## Exercise requirements
Transcribe every record verbatim; no pictures.

## Recorded information
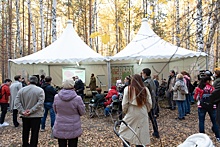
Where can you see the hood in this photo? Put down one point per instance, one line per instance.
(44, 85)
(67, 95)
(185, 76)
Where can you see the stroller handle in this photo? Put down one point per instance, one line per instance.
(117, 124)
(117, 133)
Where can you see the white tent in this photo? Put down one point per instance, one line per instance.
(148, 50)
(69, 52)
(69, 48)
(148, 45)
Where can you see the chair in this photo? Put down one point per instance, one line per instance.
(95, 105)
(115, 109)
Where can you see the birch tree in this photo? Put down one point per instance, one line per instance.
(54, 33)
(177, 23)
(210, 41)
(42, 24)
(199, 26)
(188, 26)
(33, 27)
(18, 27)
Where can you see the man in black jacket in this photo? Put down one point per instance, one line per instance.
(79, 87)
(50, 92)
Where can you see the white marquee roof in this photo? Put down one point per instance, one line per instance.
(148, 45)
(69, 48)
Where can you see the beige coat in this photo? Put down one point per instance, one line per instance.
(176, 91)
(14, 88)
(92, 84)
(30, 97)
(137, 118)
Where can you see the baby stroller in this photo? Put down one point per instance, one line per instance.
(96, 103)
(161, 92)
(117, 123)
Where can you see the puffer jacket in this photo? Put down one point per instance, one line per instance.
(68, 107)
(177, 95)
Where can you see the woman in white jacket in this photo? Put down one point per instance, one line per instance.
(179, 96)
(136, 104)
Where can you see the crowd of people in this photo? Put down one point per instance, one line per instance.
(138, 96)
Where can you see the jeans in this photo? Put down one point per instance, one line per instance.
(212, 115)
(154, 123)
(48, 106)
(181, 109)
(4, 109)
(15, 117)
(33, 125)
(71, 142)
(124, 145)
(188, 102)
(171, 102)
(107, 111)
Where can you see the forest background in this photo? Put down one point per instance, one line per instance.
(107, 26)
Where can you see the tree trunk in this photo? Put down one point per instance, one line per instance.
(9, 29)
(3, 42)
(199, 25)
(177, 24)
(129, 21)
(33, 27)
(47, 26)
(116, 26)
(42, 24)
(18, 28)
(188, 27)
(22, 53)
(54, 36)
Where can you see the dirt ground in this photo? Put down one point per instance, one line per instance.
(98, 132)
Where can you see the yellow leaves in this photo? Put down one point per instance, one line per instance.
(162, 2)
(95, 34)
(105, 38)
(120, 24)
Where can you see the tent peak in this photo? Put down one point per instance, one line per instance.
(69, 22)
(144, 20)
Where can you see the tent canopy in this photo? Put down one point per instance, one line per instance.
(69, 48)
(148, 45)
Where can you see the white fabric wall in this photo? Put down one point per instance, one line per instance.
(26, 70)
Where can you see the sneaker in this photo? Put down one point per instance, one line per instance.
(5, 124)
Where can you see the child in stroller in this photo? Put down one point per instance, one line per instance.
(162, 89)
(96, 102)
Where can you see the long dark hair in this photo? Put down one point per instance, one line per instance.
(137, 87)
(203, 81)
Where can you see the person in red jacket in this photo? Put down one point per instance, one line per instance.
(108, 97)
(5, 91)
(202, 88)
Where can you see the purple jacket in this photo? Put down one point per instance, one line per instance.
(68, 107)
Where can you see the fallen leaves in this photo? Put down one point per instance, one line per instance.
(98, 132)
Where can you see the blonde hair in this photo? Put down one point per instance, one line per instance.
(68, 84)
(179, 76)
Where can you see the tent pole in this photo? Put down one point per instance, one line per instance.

## Reply
Where can you see the hood in this photo? Put down one point per instance, one line per instance.
(44, 85)
(67, 95)
(185, 76)
Where can you see the stroller handle in this photo? Put down one point per instance, one line per instance.
(117, 124)
(117, 133)
Where can you see the white tent in this photo? Put down one point per instance, one line per instance.
(148, 50)
(69, 52)
(69, 48)
(148, 45)
Where can you see the chair in this photo? Put down one point per instance, one line per instance.
(95, 105)
(115, 109)
Where can you see the birch tree in this photo? Put down one point per instance, one line per instance.
(54, 33)
(177, 23)
(210, 41)
(42, 24)
(199, 26)
(188, 26)
(33, 27)
(18, 27)
Where can you see the man in black jacket in this photo? Put down one point per instance, one line per instance.
(79, 87)
(50, 92)
Where can you see the white marquee roof in this photo? Put down one point per instance, one line per instance.
(148, 45)
(69, 48)
Where can you see the beige coat in this photo? Put down one point per instance, one line per instance.
(176, 91)
(14, 88)
(92, 84)
(30, 97)
(137, 118)
Where can you see the baby stroller in this photo? Put down one point per instance, one line per instance.
(96, 103)
(161, 92)
(117, 123)
Where can you see the puffer jacket in this photo? Put down one point per instance, one line per instance.
(68, 107)
(177, 95)
Where can you see the woman in white jacket in this photo? Put down one point per instance, one line per instance.
(179, 96)
(136, 104)
Where can you see the crowd of people in this photo? Put down one point per instance, one line per instance.
(138, 96)
Where can you see the jeans in this photo? Put down one point per instance, one line per instance.
(212, 115)
(154, 123)
(48, 106)
(181, 109)
(4, 109)
(15, 117)
(33, 125)
(71, 142)
(124, 145)
(188, 102)
(171, 102)
(107, 111)
Where can you see the forest background in this photo? Put down one point per instance, one line per instance.
(107, 26)
Where can you see the tree trunk in this photo? Put down one point per instance, one line per instance.
(9, 29)
(3, 42)
(199, 25)
(177, 24)
(129, 21)
(33, 27)
(47, 26)
(116, 26)
(42, 24)
(18, 28)
(188, 27)
(22, 53)
(54, 36)
Where can you see the dirt ground in this photo? Put down one point per instance, one line per instance.
(98, 132)
Where can you see the yellow leaves in this photo? Put down one point per instance, one line per instance.
(162, 2)
(95, 34)
(105, 38)
(120, 24)
Where can you see the tent peak in this photo? Put down one point per instance, one line per instance.
(69, 22)
(144, 20)
Where can you see the tent canopy in this photo? Put down one point per instance, one line per instance.
(69, 48)
(148, 45)
Where can you see the white fabric wall in this photo? Put down one point per instance, one line per instance.
(26, 70)
Where can you see the sneaker in this photo? Put down one point per instance, one line per instance.
(5, 124)
Where can you see the child in stroller in this photo? Put down one point per instance, one line per instance.
(162, 89)
(96, 102)
Where can you see the long dark hair in this photo? Put down one point per instance, one line per instance.
(137, 87)
(203, 81)
Where can you see the person in red jacket in this photo? Put down one point per instance, one line per instance.
(108, 97)
(5, 91)
(202, 88)
Where can you see the purple jacket in this photo? Put down one point per instance, one line per instance.
(68, 107)
Where can you see the fallen leaves in this photo? Put down one point per instance, one line per instance.
(98, 132)
Where can you see the blonde hair in this photo? Put down one point per instance, one line per instance.
(68, 84)
(179, 76)
Where can you see the tent pole in this photo? Put down one point per instance, one line per instance.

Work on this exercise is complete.